Free-text object descriptions:
--*--
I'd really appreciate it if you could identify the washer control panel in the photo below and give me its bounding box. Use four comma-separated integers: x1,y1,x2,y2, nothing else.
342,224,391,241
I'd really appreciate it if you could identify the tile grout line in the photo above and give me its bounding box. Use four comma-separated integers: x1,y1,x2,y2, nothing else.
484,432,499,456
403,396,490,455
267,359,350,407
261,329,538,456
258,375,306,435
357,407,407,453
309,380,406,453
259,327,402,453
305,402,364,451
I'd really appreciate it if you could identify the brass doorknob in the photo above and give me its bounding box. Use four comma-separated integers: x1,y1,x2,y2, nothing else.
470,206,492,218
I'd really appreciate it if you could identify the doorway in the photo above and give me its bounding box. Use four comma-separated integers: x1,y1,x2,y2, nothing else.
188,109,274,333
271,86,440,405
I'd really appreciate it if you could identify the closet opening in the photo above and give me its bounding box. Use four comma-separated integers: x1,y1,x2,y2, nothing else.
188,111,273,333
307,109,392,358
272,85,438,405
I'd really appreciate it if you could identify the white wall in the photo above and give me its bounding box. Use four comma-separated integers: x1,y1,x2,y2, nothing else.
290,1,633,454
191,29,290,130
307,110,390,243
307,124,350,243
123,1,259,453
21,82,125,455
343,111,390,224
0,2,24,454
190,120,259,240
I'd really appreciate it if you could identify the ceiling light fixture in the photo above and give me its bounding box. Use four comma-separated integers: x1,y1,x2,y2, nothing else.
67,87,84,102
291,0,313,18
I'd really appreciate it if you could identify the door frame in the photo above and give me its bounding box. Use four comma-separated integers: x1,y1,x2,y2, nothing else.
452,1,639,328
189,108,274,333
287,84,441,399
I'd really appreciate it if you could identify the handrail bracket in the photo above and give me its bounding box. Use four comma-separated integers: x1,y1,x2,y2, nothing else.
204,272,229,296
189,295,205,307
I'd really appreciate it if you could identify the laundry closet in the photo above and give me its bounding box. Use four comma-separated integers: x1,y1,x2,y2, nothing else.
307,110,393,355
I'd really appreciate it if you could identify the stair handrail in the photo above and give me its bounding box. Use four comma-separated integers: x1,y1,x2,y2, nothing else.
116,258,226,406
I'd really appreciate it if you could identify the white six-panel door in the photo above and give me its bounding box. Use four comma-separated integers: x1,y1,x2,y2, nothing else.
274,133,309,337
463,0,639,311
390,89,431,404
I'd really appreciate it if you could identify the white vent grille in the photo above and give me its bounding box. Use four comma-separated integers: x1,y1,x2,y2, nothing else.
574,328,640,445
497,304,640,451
--*--
Return every line of the data unchanged.

Finished exercise:
I'd really appreciate it if you could identify the washer control panel in the photo below and give me its bounding box. Use four comma-separated integers: x1,y1,x2,y2, nothing else.
342,224,391,241
I'd really appreciate it if you could identify the tile grout line in the photo above and give me its bounding box. Use four comma-separated integers: x1,y1,x2,y2, nothing else.
484,432,499,456
403,396,490,455
267,359,350,407
261,329,538,456
258,375,306,435
357,407,407,453
309,380,406,453
259,327,402,453
305,402,364,451
I'd really appreciate it if you could identify the brass doorknob in the photo above and give me its bounding box. Use four comma-separated integers: x1,y1,x2,y2, nothing else.
470,206,492,218
I'd really appreciate it if you could identify the doorway in the photo above and give me its bounding box. Use four comma-separated integers: x1,y1,x2,y2, nothing else.
188,109,274,333
271,86,440,405
I'd really appreciate it if you could identify the closet opening in the photo above and give me its bounding box. Use four comma-separated integers: x1,y1,x2,y2, nothing else.
188,111,273,333
307,109,392,358
272,85,438,405
I'd really appreciate it if you could identify the white wall in the photo above and give me its bounding box. Use four comma-separated integers: x1,y1,x2,y2, nothing else.
290,1,633,454
191,29,290,130
307,110,390,243
307,124,350,243
123,1,259,453
21,82,125,455
343,111,390,224
0,2,24,454
190,120,259,240
I'd really appreciate it if you could identify the ceiling light fixture in the photo above and give me its bounding box. Use four comma-separated integers: x1,y1,x2,y2, nothing else.
67,87,84,102
291,0,313,18
I'd really appreciate it if you could identify the door frame in the photo above and give me its bounding box. Use four comma-separated integers: x1,y1,x2,y2, nothing else.
452,1,639,328
189,108,274,333
287,84,441,399
I'd really appreciate it if you could identify the handrail bracket in the photo above and give me its bounding box. Use four comma-separated integers: x1,y1,x2,y2, nothing else.
204,272,229,296
189,295,205,307
I'd really appreciate it if you could identify the laundry closet in the photo above and give me its bounding box. Use four comma-separated integers: x1,y1,x2,y2, nothing else.
307,110,393,355
I'd really appreciate it if you could identify the stair handrail in the photo above and give me its bounding box. Use four comma-separated integers: x1,y1,x2,y2, nothing else.
116,258,226,406
I'd really appreciate it if you could identify the white six-panel door in the photo above and give me its bounding box. Use four comma-separated integers: x1,y1,x2,y2, nothing else.
274,133,309,337
463,0,639,311
390,89,431,404
I'd really appreciate it if you could identify the white vent grille in the photo above and give me its bounding box. Use four comma-separated integers: x1,y1,x2,y2, nothing else.
574,328,640,445
497,304,640,451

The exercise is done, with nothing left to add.